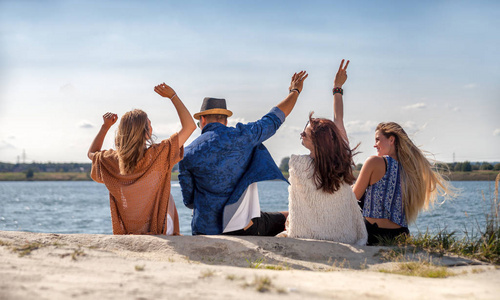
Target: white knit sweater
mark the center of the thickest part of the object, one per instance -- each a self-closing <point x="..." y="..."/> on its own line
<point x="315" y="214"/>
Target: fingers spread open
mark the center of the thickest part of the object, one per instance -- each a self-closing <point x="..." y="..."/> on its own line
<point x="342" y="64"/>
<point x="346" y="65"/>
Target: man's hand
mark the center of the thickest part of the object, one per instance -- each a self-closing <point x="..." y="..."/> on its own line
<point x="341" y="76"/>
<point x="109" y="119"/>
<point x="165" y="91"/>
<point x="298" y="80"/>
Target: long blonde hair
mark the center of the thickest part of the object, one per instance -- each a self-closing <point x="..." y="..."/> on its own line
<point x="421" y="183"/>
<point x="131" y="139"/>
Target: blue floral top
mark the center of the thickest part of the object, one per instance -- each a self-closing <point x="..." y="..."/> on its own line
<point x="384" y="199"/>
<point x="220" y="164"/>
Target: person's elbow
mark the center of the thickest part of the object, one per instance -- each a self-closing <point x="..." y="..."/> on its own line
<point x="189" y="204"/>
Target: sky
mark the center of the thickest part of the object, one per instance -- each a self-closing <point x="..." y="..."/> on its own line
<point x="431" y="66"/>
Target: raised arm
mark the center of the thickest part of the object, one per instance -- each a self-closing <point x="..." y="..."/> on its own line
<point x="338" y="103"/>
<point x="108" y="120"/>
<point x="187" y="122"/>
<point x="288" y="103"/>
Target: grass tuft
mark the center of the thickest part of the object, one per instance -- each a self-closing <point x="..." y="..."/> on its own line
<point x="207" y="274"/>
<point x="27" y="248"/>
<point x="484" y="246"/>
<point x="255" y="264"/>
<point x="140" y="268"/>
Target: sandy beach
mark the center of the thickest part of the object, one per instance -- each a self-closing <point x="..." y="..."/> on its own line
<point x="89" y="266"/>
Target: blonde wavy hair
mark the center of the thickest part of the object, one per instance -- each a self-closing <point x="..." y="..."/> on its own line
<point x="421" y="182"/>
<point x="132" y="139"/>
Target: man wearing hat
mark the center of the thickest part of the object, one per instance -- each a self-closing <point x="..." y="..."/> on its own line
<point x="221" y="168"/>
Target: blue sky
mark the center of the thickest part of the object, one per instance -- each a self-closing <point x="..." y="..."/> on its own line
<point x="432" y="66"/>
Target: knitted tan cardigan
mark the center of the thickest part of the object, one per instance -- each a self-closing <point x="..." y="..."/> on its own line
<point x="140" y="201"/>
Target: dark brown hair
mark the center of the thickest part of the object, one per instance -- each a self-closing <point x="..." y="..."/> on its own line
<point x="333" y="163"/>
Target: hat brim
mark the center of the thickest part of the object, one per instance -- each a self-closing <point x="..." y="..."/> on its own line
<point x="213" y="111"/>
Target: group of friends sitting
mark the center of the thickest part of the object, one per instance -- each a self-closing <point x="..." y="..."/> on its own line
<point x="219" y="171"/>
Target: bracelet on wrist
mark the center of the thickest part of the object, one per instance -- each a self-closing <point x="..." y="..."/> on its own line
<point x="338" y="90"/>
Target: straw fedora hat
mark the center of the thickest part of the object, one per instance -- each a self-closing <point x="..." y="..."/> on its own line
<point x="213" y="106"/>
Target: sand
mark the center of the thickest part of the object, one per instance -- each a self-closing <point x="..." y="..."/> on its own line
<point x="89" y="266"/>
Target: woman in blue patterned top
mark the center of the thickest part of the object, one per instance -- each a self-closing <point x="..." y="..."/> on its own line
<point x="395" y="185"/>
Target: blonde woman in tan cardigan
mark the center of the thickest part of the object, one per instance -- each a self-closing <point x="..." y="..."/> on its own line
<point x="137" y="174"/>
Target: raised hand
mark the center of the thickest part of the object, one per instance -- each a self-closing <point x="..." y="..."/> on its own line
<point x="298" y="80"/>
<point x="341" y="76"/>
<point x="165" y="91"/>
<point x="109" y="119"/>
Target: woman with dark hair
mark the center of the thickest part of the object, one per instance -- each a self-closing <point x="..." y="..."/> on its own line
<point x="322" y="204"/>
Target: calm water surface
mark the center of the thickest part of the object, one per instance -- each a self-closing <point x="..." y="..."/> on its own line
<point x="83" y="207"/>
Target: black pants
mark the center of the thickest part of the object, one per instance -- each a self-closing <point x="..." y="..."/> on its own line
<point x="269" y="224"/>
<point x="377" y="235"/>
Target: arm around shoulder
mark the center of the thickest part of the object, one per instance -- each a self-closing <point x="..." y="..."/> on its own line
<point x="366" y="176"/>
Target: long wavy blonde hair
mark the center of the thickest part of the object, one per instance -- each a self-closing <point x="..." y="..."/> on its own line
<point x="421" y="182"/>
<point x="132" y="139"/>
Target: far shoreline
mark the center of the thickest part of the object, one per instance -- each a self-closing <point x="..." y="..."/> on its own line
<point x="82" y="176"/>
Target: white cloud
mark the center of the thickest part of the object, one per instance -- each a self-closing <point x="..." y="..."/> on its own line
<point x="470" y="86"/>
<point x="6" y="145"/>
<point x="419" y="105"/>
<point x="85" y="124"/>
<point x="354" y="127"/>
<point x="165" y="129"/>
<point x="67" y="89"/>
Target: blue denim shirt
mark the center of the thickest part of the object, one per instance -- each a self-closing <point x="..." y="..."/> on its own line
<point x="221" y="163"/>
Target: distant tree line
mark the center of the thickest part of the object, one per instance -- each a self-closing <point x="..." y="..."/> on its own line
<point x="465" y="166"/>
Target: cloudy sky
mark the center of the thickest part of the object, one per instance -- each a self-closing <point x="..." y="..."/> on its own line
<point x="432" y="66"/>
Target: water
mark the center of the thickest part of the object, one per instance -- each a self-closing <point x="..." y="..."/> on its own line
<point x="83" y="207"/>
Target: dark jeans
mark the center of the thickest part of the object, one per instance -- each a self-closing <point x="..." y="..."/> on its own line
<point x="269" y="224"/>
<point x="377" y="235"/>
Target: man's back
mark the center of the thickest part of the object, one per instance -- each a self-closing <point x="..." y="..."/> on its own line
<point x="214" y="164"/>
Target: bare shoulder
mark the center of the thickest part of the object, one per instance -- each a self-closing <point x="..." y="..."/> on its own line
<point x="375" y="162"/>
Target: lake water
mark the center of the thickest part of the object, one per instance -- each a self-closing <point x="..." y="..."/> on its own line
<point x="83" y="207"/>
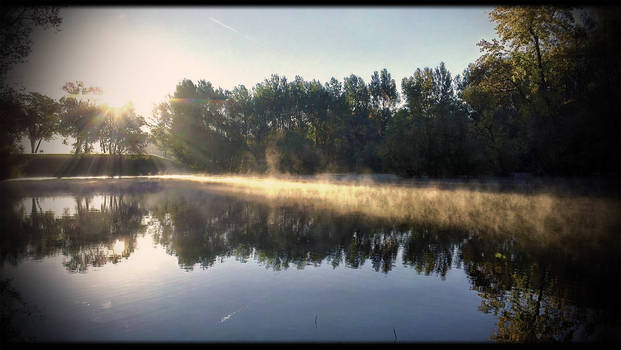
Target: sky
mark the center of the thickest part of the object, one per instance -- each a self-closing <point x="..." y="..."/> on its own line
<point x="139" y="54"/>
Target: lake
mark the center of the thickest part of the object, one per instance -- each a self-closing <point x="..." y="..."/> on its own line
<point x="218" y="259"/>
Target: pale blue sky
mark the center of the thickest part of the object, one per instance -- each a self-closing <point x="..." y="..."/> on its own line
<point x="139" y="54"/>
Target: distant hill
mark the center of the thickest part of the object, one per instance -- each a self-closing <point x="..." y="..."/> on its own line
<point x="59" y="165"/>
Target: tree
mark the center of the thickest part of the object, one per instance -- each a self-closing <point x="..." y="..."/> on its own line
<point x="41" y="119"/>
<point x="384" y="98"/>
<point x="80" y="116"/>
<point x="16" y="25"/>
<point x="121" y="131"/>
<point x="12" y="115"/>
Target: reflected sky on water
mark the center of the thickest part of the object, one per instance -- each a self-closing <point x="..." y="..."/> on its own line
<point x="161" y="260"/>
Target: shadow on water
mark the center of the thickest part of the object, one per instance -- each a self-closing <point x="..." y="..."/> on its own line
<point x="538" y="292"/>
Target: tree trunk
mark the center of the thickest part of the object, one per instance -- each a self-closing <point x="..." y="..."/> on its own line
<point x="542" y="82"/>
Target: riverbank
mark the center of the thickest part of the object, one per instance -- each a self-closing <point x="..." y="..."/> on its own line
<point x="64" y="165"/>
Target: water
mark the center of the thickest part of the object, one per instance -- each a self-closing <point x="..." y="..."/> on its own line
<point x="173" y="260"/>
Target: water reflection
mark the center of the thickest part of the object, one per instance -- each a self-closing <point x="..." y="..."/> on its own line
<point x="538" y="293"/>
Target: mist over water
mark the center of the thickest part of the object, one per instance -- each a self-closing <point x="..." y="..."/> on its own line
<point x="230" y="258"/>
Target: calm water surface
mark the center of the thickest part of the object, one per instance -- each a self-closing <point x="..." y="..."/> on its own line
<point x="147" y="260"/>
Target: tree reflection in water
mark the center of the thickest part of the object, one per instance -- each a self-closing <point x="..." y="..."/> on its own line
<point x="538" y="293"/>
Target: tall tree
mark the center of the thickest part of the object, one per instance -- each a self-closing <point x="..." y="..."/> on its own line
<point x="81" y="118"/>
<point x="41" y="119"/>
<point x="16" y="26"/>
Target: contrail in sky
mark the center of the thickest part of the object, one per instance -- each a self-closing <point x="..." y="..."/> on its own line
<point x="231" y="28"/>
<point x="224" y="25"/>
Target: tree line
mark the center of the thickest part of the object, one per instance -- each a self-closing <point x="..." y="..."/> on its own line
<point x="543" y="98"/>
<point x="76" y="115"/>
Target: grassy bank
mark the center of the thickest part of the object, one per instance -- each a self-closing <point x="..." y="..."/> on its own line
<point x="36" y="165"/>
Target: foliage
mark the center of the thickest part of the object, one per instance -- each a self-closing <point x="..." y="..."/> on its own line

Stated exercise: Copy everything from the line containing "Target: grassy bank" down to the end of the records, replacing "foliage" with "leafy shrubs" and leaving all else unchanged.

Output:
Target: grassy bank
mark the center of the thickest part of the object, one per instance -- each a self-closing <point x="..." y="..."/> on its own line
<point x="36" y="165"/>
Target: leafy shrubs
mark the center of the thickest part of the object, one per instance -- each a self-closing <point x="..." y="..."/> on its own line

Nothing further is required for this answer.